===== Provided passage
Code of Ethics and Business Conduct for Directors, Officers and Employees

(Adopted by Action of the Board of Directors December 24, 2003)
This Code of Ethics and Business Conduct provides general guidance concerning a wide range of business practices and procedures. It does not purport to cover every issue that may arise. Instead, it sets out basic principles that apply to Celsion's directors, officers, and employees. We also expect that others acting as our agents and representatives, including consultants, will comply with the terms of this Code.

In some cases, we may already have adopted more specific policies covering some of the subjects addressed by this Code, and we may adopt additional, specific policies in the future. Where we have adopted or later adopt a policy in a particular area or covering a particular subject, all Celsion employees are required to comply with the terms of that specific policy in addition to this Code. In the case of a conflict between the terms of any such policy and this Code, the terms of this Code shall prevail.

If a policy contained in this Code conflicts with any law or governmental regulation, such law or regulation governs and you must comply with it. However, if this Code conflicts with a local custom or business practice, the Code must govern your actions. If you have any questions or doubts about these conflicts or the applicability or application of the Code in particular circumstances, you should ask your supervisor how to handle the situation.
==========
===== Data section
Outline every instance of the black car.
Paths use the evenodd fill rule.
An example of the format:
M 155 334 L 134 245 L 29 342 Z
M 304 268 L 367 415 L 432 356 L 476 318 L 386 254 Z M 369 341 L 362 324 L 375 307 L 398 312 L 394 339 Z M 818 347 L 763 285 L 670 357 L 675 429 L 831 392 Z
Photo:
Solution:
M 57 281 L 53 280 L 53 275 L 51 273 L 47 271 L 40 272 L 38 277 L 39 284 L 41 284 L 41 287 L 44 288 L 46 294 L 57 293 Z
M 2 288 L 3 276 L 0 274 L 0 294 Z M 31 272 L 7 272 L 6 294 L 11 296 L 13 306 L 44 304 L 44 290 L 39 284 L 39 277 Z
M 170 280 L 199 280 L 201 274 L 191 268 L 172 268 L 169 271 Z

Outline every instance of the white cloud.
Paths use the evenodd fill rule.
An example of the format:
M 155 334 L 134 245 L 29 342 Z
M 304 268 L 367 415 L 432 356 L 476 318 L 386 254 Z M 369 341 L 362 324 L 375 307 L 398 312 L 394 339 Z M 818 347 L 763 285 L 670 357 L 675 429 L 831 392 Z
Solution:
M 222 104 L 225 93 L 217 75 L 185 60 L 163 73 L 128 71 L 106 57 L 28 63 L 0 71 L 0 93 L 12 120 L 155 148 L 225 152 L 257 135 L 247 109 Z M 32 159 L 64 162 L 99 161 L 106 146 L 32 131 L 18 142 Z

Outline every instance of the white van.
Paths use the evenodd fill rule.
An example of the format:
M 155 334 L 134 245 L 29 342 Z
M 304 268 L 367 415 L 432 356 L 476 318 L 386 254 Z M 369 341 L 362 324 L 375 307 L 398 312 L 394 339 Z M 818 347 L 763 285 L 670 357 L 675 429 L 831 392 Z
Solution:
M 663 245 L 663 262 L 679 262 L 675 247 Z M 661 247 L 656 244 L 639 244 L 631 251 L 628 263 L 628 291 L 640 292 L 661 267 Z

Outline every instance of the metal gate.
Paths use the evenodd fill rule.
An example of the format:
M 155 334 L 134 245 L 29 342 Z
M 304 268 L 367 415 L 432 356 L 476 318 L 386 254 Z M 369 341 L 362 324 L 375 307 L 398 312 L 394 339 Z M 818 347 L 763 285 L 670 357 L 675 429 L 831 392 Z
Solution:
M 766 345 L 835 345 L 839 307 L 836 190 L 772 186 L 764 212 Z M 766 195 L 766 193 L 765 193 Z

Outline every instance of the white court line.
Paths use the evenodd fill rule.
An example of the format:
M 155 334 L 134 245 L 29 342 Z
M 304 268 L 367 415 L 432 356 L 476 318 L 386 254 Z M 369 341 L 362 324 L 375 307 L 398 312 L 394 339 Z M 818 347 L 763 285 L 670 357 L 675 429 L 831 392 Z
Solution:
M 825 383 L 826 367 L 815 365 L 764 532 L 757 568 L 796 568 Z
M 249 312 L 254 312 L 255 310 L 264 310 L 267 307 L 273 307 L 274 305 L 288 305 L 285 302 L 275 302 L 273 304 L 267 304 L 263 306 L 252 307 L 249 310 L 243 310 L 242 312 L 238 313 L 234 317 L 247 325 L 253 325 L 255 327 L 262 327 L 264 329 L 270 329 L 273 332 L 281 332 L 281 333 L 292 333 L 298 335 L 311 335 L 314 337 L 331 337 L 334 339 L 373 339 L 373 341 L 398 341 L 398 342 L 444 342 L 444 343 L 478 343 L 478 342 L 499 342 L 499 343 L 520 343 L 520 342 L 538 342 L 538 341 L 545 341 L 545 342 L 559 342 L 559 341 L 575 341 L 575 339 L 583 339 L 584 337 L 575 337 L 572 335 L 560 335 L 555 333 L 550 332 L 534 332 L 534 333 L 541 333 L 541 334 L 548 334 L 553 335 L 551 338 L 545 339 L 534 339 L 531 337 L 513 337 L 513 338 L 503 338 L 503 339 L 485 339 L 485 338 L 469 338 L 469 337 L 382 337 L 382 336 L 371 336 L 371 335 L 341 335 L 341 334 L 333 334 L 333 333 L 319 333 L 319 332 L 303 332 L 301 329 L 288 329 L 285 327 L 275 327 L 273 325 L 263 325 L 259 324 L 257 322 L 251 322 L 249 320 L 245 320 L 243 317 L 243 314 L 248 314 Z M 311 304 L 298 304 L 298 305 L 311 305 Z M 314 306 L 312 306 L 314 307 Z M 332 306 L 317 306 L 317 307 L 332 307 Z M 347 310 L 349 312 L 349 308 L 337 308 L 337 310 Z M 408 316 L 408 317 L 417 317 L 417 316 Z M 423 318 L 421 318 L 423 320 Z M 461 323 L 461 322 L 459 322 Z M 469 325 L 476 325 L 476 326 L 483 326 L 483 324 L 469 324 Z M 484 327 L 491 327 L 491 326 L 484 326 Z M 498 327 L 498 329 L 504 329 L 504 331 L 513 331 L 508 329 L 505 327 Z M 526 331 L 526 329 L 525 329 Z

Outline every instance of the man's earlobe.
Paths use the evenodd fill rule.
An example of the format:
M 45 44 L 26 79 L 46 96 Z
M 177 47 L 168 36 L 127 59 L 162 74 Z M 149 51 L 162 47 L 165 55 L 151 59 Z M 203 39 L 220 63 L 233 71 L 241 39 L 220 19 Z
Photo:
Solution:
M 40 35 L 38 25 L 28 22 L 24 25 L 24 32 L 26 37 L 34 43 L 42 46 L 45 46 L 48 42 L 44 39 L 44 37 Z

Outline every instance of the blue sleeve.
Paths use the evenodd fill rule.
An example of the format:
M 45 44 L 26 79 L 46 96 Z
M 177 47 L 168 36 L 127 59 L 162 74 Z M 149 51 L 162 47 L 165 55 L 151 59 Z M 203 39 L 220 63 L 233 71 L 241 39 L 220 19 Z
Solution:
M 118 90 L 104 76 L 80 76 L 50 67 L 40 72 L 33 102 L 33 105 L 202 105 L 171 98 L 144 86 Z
==========
» **Aim of the task**
Reproduce the code of ethics word for word between "If a policy" and "handle the situation.", inclusive. The items have no connection to the code of ethics.

» **The completed task**
If a policy contained in this Code conflicts with any law or governmental regulation, such law or regulation governs and you must comply with it. However, if this Code conflicts with a local custom or business practice, the Code must govern your actions. If you have any questions or doubts about these conflicts or the applicability or application of the Code in particular circumstances, you should ask your supervisor how to handle the situation.